__Aim of the exercise__
Please read the excerpt on the fiber-reinforced plastic product below: what two components does the outer layer 220 contain?

__Document section__

As shown in FIG. 3, in the fiber-reinforced plastic product 200, the outer layer 220 is disposed on the fiber-reinforced plastic layer 210. That is, in the fiber-reinforced plastic product 200, at least a part of the surface of the fiber-reinforced plastic layer 210 is covered by the outer layer 220, and the outer layer 220 is exposed in a direction opposite to the fiber-reinforced plastic layer 210. The outer layer 220 contains a calcium compound and a resin, and has a salt of inositol phosphate with at least one metal element selected from the group consisting of silver, zinc, and copper on the surface 221.

The outer layer 220 may have the same configuration as the molded article 100.

In addition, the surface 221 of the outer layer 220 may have the same configuration as the surface 101 of the molded article 100. That is, as shown in FIG. 2, the surface 221 may have the calcium compound 104 exposed on the surface, the inositol phosphate 102 retained on the calcium compound, and the metal element 103 that is coordinated with the inositol phosphate.

Examples of the calcium compound contained in the outer layer and preferable aspects are the same as those of the calcium compound contained in the molded article 100.

The outer layer 220 may contain the above-described calcium compounds alone or in combination of two or more. The content of the calcium compound in the outer layer 220 is not particularly limited. The calcium compound may be contained in an amount of, for example, 20% by mass or more and 60% by mass or less, or may be contained in an amount of 30% by mass or more and 60% by mass or less, with respect to the entire outer layer.

The particle diameter of the calcium compound in the outer layer 220 is not particularly limited, but is preferably equal to or less than the average thickness of the outer layer, more preferably one-fifth or less of the average thickness of the outer layer, and even more preferably one-tenth or less of the average thickness of the outer layer. More specifically, the particle diameter of the calcium compound is preferably 1 μm or more and 400 μm or less, more preferably 5 μm or more and 200 μm or less, and even more preferably 10 μm or more and 100 μm or less. The particle diameter of the calcium compound may be 10 μm or more and 50 μm or less. The method for measuring the particle diameter of the calcium compound is the same as above.

(Items from a data source)
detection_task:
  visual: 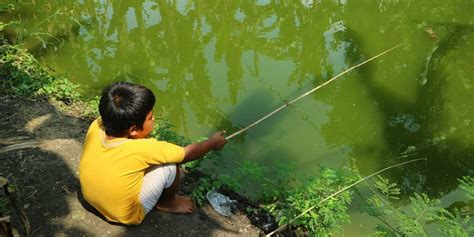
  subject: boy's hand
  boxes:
[209,130,227,151]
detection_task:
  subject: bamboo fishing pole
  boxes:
[225,44,400,140]
[266,158,428,237]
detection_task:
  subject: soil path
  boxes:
[0,98,260,236]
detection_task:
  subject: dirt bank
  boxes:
[0,96,261,236]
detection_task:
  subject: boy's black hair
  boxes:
[99,82,155,137]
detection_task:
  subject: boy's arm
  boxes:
[182,131,227,164]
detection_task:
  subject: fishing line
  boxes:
[226,44,401,140]
[266,158,428,237]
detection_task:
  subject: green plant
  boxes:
[0,42,53,96]
[82,95,100,118]
[36,77,81,104]
[264,168,355,236]
[189,177,212,206]
[458,176,474,200]
[362,177,474,237]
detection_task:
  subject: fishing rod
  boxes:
[266,158,428,237]
[225,44,401,140]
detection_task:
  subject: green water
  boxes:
[1,0,474,233]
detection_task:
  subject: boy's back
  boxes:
[79,118,184,224]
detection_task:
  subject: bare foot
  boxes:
[156,195,196,214]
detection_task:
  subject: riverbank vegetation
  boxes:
[0,6,474,236]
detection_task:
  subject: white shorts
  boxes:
[139,164,176,215]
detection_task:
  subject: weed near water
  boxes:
[361,176,474,237]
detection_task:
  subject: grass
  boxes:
[0,23,474,236]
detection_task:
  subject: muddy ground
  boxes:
[0,96,262,236]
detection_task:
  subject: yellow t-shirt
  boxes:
[79,118,184,224]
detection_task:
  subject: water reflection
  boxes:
[323,24,474,197]
[5,0,473,201]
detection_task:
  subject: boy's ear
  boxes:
[128,125,138,138]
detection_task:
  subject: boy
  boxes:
[79,82,227,224]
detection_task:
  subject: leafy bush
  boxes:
[265,168,355,236]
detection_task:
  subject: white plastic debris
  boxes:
[206,189,236,216]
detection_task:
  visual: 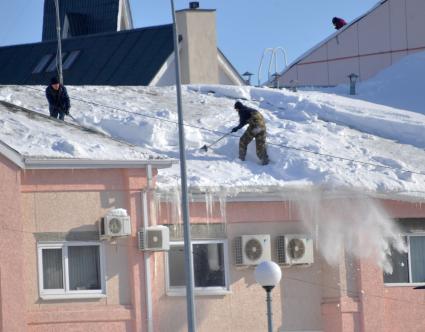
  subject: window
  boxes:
[384,235,425,284]
[167,240,228,294]
[38,242,105,299]
[32,54,53,74]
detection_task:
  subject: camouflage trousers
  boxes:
[239,125,269,164]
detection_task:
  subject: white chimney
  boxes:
[176,2,219,84]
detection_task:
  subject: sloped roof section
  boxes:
[43,0,119,41]
[0,25,174,86]
[278,0,388,78]
[0,101,172,168]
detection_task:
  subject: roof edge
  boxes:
[23,158,178,169]
[0,141,25,169]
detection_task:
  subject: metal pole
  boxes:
[264,286,273,332]
[55,0,63,85]
[170,0,196,332]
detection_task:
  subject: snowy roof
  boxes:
[276,0,388,78]
[0,101,172,169]
[0,51,425,198]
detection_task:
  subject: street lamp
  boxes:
[242,71,254,85]
[254,261,282,332]
[170,0,195,332]
[272,72,282,89]
[348,73,359,95]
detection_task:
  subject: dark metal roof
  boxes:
[42,0,119,41]
[0,25,174,85]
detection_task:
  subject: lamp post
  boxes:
[348,73,359,95]
[272,72,282,89]
[170,0,196,332]
[242,71,254,85]
[55,0,63,85]
[254,261,282,332]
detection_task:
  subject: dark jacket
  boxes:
[46,85,71,114]
[332,17,347,30]
[232,105,265,131]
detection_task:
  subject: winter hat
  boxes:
[50,77,59,85]
[235,101,243,110]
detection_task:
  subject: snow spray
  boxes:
[296,191,407,273]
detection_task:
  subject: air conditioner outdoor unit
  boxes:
[276,234,314,265]
[234,234,271,265]
[99,209,131,239]
[138,225,170,251]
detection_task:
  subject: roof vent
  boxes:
[189,1,199,9]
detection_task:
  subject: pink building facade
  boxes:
[279,0,425,86]
[0,131,425,332]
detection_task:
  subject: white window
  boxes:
[384,234,425,286]
[167,240,229,295]
[37,242,105,299]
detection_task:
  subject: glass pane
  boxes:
[42,249,63,289]
[32,54,53,74]
[168,245,186,287]
[62,51,80,70]
[193,243,226,287]
[384,239,409,284]
[409,236,425,282]
[68,246,101,290]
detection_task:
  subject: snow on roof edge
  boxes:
[276,0,388,80]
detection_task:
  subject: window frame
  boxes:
[37,241,106,300]
[384,232,425,287]
[164,239,231,296]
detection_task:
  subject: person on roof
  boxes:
[231,101,269,165]
[46,77,71,120]
[332,17,347,30]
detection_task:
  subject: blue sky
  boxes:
[0,0,378,81]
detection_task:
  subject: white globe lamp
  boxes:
[254,261,282,332]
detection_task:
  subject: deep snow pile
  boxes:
[325,52,425,114]
[0,81,425,197]
[0,104,164,160]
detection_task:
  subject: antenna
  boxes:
[55,0,63,85]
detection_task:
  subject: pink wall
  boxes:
[0,153,425,332]
[19,169,149,331]
[280,0,425,86]
[0,155,26,331]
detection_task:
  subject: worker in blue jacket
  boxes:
[46,77,71,120]
[232,101,269,165]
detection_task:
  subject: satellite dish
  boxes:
[109,218,122,234]
[288,239,305,259]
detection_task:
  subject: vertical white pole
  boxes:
[170,0,196,332]
[55,0,63,85]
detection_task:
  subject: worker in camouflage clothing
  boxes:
[232,101,269,165]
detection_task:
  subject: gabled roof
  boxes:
[43,0,120,41]
[0,24,174,85]
[0,101,173,169]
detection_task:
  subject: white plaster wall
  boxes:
[298,62,329,86]
[329,57,359,85]
[404,0,425,48]
[280,0,425,86]
[357,2,391,55]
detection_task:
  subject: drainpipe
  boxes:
[141,164,153,332]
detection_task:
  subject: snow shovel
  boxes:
[201,132,232,152]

__Solution__
A calcium compound and a resin.